** START OF Entries supplied **
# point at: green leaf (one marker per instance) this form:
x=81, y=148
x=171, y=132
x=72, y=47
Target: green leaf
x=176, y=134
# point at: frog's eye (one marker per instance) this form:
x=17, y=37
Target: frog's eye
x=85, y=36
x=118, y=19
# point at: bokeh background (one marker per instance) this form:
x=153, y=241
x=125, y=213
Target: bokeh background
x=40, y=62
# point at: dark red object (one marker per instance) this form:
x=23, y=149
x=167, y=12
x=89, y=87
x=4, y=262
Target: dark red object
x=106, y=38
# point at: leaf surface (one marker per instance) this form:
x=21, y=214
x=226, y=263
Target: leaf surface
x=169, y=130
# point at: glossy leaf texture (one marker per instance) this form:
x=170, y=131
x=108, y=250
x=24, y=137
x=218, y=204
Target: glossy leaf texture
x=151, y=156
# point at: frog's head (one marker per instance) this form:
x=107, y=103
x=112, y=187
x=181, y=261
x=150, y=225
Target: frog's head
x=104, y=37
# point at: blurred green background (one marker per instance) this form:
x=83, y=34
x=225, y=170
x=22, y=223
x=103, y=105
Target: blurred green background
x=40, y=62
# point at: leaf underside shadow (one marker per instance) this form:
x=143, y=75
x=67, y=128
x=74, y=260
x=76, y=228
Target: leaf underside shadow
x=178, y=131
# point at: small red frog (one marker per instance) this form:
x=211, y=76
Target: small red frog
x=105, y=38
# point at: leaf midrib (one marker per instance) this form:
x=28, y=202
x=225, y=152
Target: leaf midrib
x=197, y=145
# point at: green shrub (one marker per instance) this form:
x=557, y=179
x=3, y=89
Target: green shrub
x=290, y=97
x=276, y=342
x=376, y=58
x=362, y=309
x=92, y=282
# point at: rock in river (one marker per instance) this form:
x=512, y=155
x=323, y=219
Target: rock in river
** END OF Entries supplied **
> Problem:
Replace every "Target" in the data above with "Label", and give all the lines again with nothing else changed.

> Solution for this exercise:
# point at: green leaf (one marker per instance) this form:
x=81, y=148
x=171, y=132
x=72, y=47
Label: green leaf
x=176, y=134
# point at: frog's eye (one marker per instance) this form:
x=17, y=37
Label: frog's eye
x=85, y=36
x=118, y=19
# point at: bokeh background (one marker per instance) this form:
x=153, y=241
x=125, y=213
Label: bokeh background
x=40, y=62
# point at: dark red object (one marker per instance) this form:
x=23, y=149
x=167, y=12
x=89, y=87
x=4, y=262
Label: dark red object
x=106, y=38
# point at: leaf surface (one marker per instance) this form:
x=21, y=214
x=226, y=263
Label: leaf surface
x=169, y=130
# point at: glossy leaf texture (one marker per instance) this form:
x=170, y=131
x=108, y=250
x=24, y=137
x=218, y=204
Label: glossy leaf texture
x=151, y=156
# point at: frog's head (one marker per instance) this form:
x=107, y=103
x=112, y=187
x=181, y=261
x=150, y=225
Label: frog's head
x=104, y=37
# point at: blurred green background (one marker per instance) this form:
x=83, y=34
x=225, y=170
x=22, y=223
x=103, y=105
Label: blurred green background
x=40, y=62
# point at: leaf underside shadow (one marker per instance) this form:
x=143, y=75
x=67, y=128
x=74, y=260
x=76, y=228
Label: leaf underside shadow
x=178, y=131
# point at: small red frog (one marker per instance) this form:
x=211, y=76
Label: small red frog
x=105, y=38
# point at: leaf midrib (one marker per instance) this form:
x=28, y=202
x=225, y=152
Label: leaf midrib
x=197, y=145
# point at: green shrub (one marker per instance) this form:
x=557, y=179
x=3, y=89
Label: green shrub
x=290, y=97
x=276, y=342
x=376, y=58
x=362, y=309
x=92, y=282
# point at: rock in river (one marker per instance) this form:
x=512, y=155
x=323, y=219
Label: rock in river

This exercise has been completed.